- Page extract -
+-------+
Saturday 8 June 2013

Mind games in Mytilene


Sappho's poetry on the harbourfront - remember it!

Playing on the foreshore of the old harbour
A year ago today we motored Enki out through the channel linking Port Napoleon, a mosquito-plagued French boatyard, to the Mediterranean sea and turned left for Turkey. Both the weather and the water in the gulf of Fos were dull and flat. Likewise our exhilaration at being finally underway was muted. I remember how much like a jail-break our departure felt. Unreliable, work-shy, mistake-prone tradesmen (apologies to Markus of Bowsprit, he was the exception) had effectively kept us hostage at Port Napoleon for a month, and our state of mind was fragile.

Past the sea wall and across the water there's Turkey
Enki sporting her new summer cover

A lot has happened since then and most of it marvellous. We need no reminding of how fortunate we are and yes, we are still having way too much fun (thanks yet again to Angel Louise for the turn of phrase). But the bizarre plot twists around our Volvo Penta D3 engine strongly remind us of dark days at Port Napoleon. We're playing the waiting game again, and our minds have re-entered crazed hostage mode. When will he call? When will he come? Will he ever come? Will anyone ever come? When will we get out of here?

The marina is a favoured exercise route for Mytilene walkers
Rain on the solar panels - which in sunshine give us all the power we need

A quick note about our beloved D3 engine, which is a marine version of Volvo's sophisticated electronic car engines: it's an EVC-A model, built in 2004, the first in what is now a long series of D3 engines. And there's the rub. The early D3 engine electronic warning sensors keep their secrets very close to their chest. In subsequent models, Volvo Penta has trusted the end-user with more information. So, for example, in the latest EVC-E model, you don't get a bald red warning light, period. It flashes up an error code/s. To the lay person, an error code means zip, but not to a Volvo technician on a phone. He can enter it into his diagnostic software and bingo, here's your diagnosis, or at least a partial diagnosis, and with that you get a mechanic on the job, or at least order replacement parts. 


Alex works the phones
We have fallen into a Volvo service black hole, and after a week in port we still don't know what's wrong with our engine. An Athens-based Volvo agent undertook early in the week to come to Mytilene on Friday with his Vodia machine, but that was washed away by a deluge of "disasters" closer to home. This morning he gave us another undertaking, which we choose to believe. He'll be here tomorrow or Monday, he says.
+-------+
- Supplied material -
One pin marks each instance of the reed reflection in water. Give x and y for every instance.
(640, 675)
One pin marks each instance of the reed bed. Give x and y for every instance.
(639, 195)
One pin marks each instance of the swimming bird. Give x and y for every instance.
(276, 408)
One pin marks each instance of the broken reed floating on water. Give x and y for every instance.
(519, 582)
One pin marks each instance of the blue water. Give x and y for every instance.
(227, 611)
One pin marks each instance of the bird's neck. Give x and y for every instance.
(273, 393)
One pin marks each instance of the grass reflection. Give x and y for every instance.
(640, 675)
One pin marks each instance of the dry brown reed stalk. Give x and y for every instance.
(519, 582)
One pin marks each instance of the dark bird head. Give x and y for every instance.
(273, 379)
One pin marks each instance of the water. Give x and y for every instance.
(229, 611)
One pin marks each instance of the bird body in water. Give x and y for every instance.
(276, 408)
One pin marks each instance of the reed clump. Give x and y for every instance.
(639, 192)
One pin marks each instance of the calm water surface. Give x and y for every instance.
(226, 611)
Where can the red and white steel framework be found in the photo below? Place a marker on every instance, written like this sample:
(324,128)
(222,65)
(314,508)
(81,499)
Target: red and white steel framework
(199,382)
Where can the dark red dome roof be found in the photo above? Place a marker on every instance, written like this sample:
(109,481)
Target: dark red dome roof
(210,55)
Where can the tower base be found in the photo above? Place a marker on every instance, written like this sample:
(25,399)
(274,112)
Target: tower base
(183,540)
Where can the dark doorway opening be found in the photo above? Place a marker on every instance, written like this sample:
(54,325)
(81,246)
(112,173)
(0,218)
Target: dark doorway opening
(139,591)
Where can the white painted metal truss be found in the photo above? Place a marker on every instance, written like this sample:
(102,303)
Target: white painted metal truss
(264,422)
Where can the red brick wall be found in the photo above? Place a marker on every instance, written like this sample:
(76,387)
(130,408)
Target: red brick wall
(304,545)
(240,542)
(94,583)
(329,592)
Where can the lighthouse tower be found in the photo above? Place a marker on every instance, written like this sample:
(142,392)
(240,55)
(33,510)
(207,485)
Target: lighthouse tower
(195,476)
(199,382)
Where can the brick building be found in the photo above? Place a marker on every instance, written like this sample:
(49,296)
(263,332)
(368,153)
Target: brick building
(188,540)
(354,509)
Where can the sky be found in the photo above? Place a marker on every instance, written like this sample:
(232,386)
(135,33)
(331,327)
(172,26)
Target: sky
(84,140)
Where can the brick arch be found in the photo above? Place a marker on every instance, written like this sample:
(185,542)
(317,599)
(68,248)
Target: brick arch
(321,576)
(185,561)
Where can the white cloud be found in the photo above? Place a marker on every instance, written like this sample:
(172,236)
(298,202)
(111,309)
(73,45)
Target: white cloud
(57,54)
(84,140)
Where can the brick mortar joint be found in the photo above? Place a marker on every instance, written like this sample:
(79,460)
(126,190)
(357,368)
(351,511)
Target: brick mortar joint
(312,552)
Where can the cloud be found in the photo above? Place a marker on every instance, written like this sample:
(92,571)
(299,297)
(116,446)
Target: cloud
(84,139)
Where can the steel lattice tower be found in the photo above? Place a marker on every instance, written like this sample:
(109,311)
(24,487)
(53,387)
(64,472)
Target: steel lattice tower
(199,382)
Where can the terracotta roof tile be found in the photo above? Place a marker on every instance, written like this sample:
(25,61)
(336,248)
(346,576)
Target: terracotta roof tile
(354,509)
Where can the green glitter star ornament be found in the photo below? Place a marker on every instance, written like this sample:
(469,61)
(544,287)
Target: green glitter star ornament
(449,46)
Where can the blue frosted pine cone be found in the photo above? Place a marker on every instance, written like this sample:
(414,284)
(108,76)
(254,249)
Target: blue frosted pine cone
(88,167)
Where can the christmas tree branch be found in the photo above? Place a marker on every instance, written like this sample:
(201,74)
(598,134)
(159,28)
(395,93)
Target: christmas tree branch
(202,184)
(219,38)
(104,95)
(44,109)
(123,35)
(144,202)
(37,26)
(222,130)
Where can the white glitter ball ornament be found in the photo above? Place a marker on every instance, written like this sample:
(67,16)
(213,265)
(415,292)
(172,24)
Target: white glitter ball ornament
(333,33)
+-------+
Answer these questions from the blog post about Mytilene above:
1. For how long did the tradesmen keep the couple hostage at Port Napoleon?
2. In what year was their D3 engine built?
3. When does the Athens-based Volvo agent now say he will arrive?

1. For a month.
2. 2004.
3. Tomorrow or Monday.